◆ Directive 1 ◆
Give the part of the post on deploying to production from "Read the post" to "will be calculating." again, changing each "calculations" to "computations".

◆ Excerpted passage ◆
* * *

What does "deploying to production" mean?

• The computational grad student experience
  • Production runs and deploying to production
  • Writing/updating software you use
  • Getting software to run on different computing environments
    • Caveat
  • Updating any automated reporting
• The industry data experience
  • Reconciling the different levels of computation
  • Writing/updating any software you use
  • Long, complex, and intricate pipelines
  • Writing/updating the machine learning model you use
  • What if we don’t have a machine learning model, or are just testing out some machine learning?
  • Automated reporting
• Summarizing deployment
  • Post script

This will be an attempt to reconcile a grad student’s computational work experience with that of an industry professional. Hopefully, this might serve as a primer for computational grad students transitioning to data science or engineering work, and maybe shed some perspective on what “deploying to production” might mean in a variety of setups.

Read the post for storytelling, jump to the end if you want the summary.

The computational grad student experience

Let’s say your research involves some sort of calculations - simulation, optimization, etc. Not only are you writing your own code to run the calculations or analyze the calculations, you have to run them on some sort of non-local compute (probably some sort of high performance computing setup). You probably depend on some additional codes that you do not write yourself. You generally choose/specify the systems of interest you will be calculating.

Production runs and deploying to production

From a molecular simulation background, there is a specific term “production run” which describes a specific subset of your calculations - those that are actually being used for downstream consumption (read: the part you’re actually analyzing). The parts of the simulation that aren’t “production runs”, while useful, basically get discarded by anyone else unless you’re doing some debugging.

* * *

Coordinate annotation entries:
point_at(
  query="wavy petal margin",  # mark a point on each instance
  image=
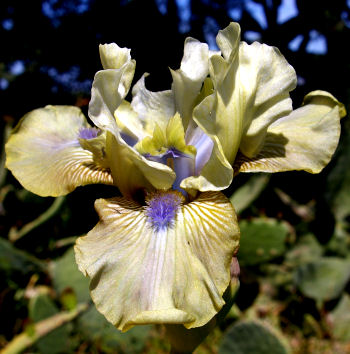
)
(175, 275)
(45, 155)
(304, 140)
(111, 85)
(188, 80)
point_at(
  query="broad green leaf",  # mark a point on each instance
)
(95, 328)
(13, 259)
(253, 337)
(261, 241)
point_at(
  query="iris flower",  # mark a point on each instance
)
(161, 252)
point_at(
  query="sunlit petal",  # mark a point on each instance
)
(50, 156)
(187, 81)
(171, 268)
(152, 107)
(131, 171)
(304, 140)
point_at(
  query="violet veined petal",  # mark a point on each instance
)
(48, 153)
(148, 266)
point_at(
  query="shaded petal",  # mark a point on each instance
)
(152, 107)
(110, 86)
(174, 275)
(45, 155)
(264, 79)
(112, 56)
(304, 140)
(129, 123)
(188, 80)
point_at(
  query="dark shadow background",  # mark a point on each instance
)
(49, 55)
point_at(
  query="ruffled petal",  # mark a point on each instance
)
(110, 86)
(132, 172)
(49, 156)
(263, 82)
(141, 273)
(188, 80)
(152, 107)
(304, 140)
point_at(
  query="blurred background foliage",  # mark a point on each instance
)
(295, 246)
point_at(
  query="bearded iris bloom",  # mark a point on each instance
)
(161, 252)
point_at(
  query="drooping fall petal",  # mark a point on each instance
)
(161, 263)
(49, 155)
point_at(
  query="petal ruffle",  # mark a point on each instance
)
(152, 107)
(188, 80)
(45, 153)
(263, 82)
(131, 171)
(174, 275)
(304, 140)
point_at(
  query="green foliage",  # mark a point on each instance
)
(294, 282)
(323, 279)
(95, 329)
(262, 240)
(57, 341)
(252, 337)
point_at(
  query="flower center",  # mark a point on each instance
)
(162, 207)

* * *

◆ Directive 2 ◆
Gather every line of the records that contains the string "background".

◆ Exercise solution 1 ◆
Read the post for storytelling, jump to the end if you want the summary.

The computational grad student experience

Let’s say your research involves some sort of computations - simulation, optimization, etc. Not only are you writing your own code to run the computations or analyze the computations, you have to run them on some sort of non-local compute (probably some sort of high performance computing setup). You probably depend on some additional codes that you do not write yourself. You generally choose/specify the systems of interest you will be calculating.

◆ Exercise solution 2 ◆
  query="dark shadow background",  # mark a point on each instance
  query="blurred background foliage",  # mark a point on each instance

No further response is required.